Start of Dataset entries
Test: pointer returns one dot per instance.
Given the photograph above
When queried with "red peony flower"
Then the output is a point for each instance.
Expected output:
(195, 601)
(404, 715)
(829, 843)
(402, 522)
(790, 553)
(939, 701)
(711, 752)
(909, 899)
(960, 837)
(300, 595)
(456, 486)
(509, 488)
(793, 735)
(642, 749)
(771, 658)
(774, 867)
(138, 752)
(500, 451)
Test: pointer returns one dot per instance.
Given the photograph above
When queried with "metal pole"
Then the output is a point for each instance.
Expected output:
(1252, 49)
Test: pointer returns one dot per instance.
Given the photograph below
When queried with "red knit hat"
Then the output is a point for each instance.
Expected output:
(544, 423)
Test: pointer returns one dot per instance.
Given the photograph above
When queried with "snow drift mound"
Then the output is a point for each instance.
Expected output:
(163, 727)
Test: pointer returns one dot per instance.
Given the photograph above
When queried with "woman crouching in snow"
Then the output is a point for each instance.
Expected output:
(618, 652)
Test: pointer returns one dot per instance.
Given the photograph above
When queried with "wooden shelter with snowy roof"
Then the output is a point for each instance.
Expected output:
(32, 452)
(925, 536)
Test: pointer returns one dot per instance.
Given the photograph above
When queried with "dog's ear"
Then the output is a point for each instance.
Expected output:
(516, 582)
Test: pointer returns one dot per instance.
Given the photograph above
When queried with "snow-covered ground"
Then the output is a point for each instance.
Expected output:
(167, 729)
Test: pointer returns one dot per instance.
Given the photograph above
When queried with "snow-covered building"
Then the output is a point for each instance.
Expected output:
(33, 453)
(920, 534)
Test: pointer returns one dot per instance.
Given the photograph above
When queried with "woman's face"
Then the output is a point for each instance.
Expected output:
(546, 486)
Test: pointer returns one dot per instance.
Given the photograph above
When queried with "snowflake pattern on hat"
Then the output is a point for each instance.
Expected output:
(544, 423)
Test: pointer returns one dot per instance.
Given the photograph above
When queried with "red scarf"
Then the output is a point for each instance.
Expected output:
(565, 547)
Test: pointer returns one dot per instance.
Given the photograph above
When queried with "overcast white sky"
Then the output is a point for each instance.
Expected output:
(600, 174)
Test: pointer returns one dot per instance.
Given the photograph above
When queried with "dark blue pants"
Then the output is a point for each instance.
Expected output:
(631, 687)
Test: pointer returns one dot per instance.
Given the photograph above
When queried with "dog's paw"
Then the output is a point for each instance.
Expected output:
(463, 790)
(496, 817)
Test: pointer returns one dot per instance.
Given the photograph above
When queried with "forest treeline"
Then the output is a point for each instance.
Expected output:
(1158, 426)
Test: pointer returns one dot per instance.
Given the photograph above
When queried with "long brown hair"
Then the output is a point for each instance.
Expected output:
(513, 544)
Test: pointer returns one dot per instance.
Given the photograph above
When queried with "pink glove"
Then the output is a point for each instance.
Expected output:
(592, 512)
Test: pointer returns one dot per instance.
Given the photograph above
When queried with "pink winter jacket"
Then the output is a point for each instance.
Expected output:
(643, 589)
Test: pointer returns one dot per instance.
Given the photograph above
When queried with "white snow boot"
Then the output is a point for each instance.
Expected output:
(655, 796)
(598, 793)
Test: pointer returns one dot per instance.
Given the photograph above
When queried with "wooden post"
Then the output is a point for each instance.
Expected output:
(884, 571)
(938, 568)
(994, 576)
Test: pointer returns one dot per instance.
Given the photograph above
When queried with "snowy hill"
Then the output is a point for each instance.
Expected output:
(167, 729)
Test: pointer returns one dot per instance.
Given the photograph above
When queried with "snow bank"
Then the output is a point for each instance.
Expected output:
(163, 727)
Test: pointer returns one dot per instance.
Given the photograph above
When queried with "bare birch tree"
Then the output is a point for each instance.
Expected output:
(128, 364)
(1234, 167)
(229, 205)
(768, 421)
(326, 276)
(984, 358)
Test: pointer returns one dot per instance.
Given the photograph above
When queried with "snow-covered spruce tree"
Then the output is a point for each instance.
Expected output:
End of Dataset entries
- [Written instruction] Would you restate each of the entries word for word?

- [Answer to this task]
Test: pointer returns one dot per instance.
Given the photograph above
When queried with "red peony flower"
Then the output is a point for each instance.
Expected output:
(195, 601)
(404, 715)
(829, 843)
(402, 522)
(790, 553)
(939, 701)
(711, 752)
(909, 899)
(960, 837)
(300, 595)
(456, 486)
(509, 488)
(793, 735)
(642, 749)
(771, 658)
(774, 867)
(138, 752)
(500, 451)
Test: pointer returns one dot per instance.
Given the photograph above
When queried with "metal pole"
Then the output is a point for each instance.
Expected output:
(1252, 49)
Test: pointer returns one dot per instance.
Given the photograph below
When queried with "red knit hat"
Then the output is a point for each instance.
Expected output:
(544, 423)
Test: pointer returns one dot per instance.
Given the photograph above
When queried with "snow drift mound"
Then the output is a point for each instance.
Expected output:
(163, 727)
Test: pointer returns one dot per instance.
Given the photograph above
When queried with "woman crouching in snow"
Then the output is a point for each instance.
Expected output:
(618, 652)
Test: pointer returns one dot per instance.
Given the photograph above
When queried with "wooden shelter with snowy roof"
Then the output is a point for each instance.
Expected output:
(32, 452)
(925, 536)
Test: pointer returns one dot per instance.
Given the photograph above
When queried with "dog's ear"
Then the output is a point for each instance.
Expected output:
(516, 582)
Test: pointer returns one dot per instance.
Given the photograph above
When queried with "snow-covered ground"
Then the output is a point for each instance.
Expected output:
(167, 729)
Test: pointer returns one dot per instance.
Given the photograph above
When queried with "snow-covered building"
Then the output is a point for each instance.
Expected output:
(33, 453)
(920, 534)
Test: pointer returns one dot per instance.
Given the photograph above
When queried with "woman's face"
Then the output is a point for each instance.
Expected output:
(546, 486)
Test: pointer returns one dot per instance.
Given the photograph above
When queried with "snowflake pattern on hat"
Then the output is a point for each instance.
Expected output:
(544, 423)
Test: pointer returns one dot per instance.
Given the photograph above
When queried with "red scarf"
Then the output is a point for each instance.
Expected output:
(565, 547)
Test: pointer returns one dot per instance.
Given the photograph above
When queried with "overcast white sky"
Then the output is a point for each instance.
Expected output:
(600, 174)
Test: pointer returns one dot per instance.
Given the photograph above
When queried with "dark blue pants"
Then the output is a point for each instance.
Expected output:
(631, 687)
Test: pointer returns one dot per instance.
Given the photograph above
When queried with "dog's paw"
Then the output is a point for each instance.
Expected output:
(463, 790)
(496, 817)
Test: pointer returns one dot per instance.
Given the photograph above
When queried with "forest treeline"
Then the output is a point for each instance.
Expected output:
(1158, 426)
Test: pointer returns one dot per instance.
Given the photograph above
When queried with "long brown hair"
Then the output is a point for each instance.
Expected output:
(513, 544)
Test: pointer returns one dot per instance.
Given the photograph above
When queried with "pink glove"
Then the output is a point for each instance.
Expected output:
(592, 512)
Test: pointer returns one dot per instance.
Given the photograph above
When queried with "pink winter jacket"
Then the output is a point for each instance.
Expected output:
(643, 589)
Test: pointer returns one dot per instance.
Given the photograph above
When queried with "white snow boot"
Then the output is a point for each instance.
Expected output:
(655, 796)
(598, 793)
Test: pointer returns one dot per instance.
Given the photograph above
When queried with "wooden post"
Then the output is a point for each instance.
Expected output:
(884, 571)
(938, 568)
(994, 576)
Test: pointer returns one dot per instance.
Given the photograph above
When queried with "snowy hill"
Then the output is a point for each instance.
Expected output:
(167, 729)
Test: pointer returns one dot per instance.
Given the photograph above
When queried with "snow bank"
Then the output is a point for each instance.
Expected output:
(163, 727)
Test: pointer returns one dot per instance.
Given the photograph above
When queried with "bare birch tree"
Then the output is a point for each instance.
Expected output:
(128, 364)
(1234, 167)
(229, 205)
(768, 421)
(326, 276)
(984, 358)
Test: pointer returns one dot per instance.
Given the photograph above
When queried with "snow-covered spruce tree"
Then the output is a point for each instance.
Expected output:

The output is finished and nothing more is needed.